EXERCICE: Présente toutes les lignes ci-dessous sous forme de liste numérotée, sans les lignes vides. N'inclus pas les images dans ta réponse.

LIGNES EXTRAITES:

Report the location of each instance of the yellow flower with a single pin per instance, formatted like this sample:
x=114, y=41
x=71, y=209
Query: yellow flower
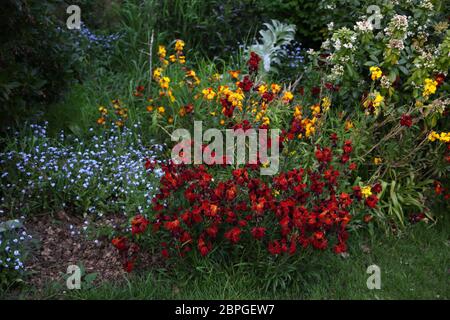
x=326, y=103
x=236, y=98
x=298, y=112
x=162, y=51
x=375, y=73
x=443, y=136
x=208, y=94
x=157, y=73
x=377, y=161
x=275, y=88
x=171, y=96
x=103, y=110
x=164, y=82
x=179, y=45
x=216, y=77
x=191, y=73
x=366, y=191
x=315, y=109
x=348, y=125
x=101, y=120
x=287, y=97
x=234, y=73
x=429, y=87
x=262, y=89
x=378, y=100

CORRIGÉ:
1. Report the location of each instance of the yellow flower with a single pin per instance, formatted like this sample:
2. x=114, y=41
3. x=71, y=209
4. Query: yellow flower
5. x=326, y=103
6. x=236, y=98
7. x=298, y=112
8. x=162, y=51
9. x=375, y=73
10. x=443, y=136
11. x=208, y=94
12. x=157, y=73
13. x=377, y=161
14. x=275, y=88
15. x=171, y=96
16. x=103, y=110
17. x=164, y=82
18. x=179, y=45
19. x=216, y=77
20. x=191, y=73
21. x=366, y=191
22. x=315, y=109
23. x=348, y=125
24. x=101, y=120
25. x=287, y=97
26. x=234, y=73
27. x=429, y=87
28. x=262, y=89
29. x=378, y=100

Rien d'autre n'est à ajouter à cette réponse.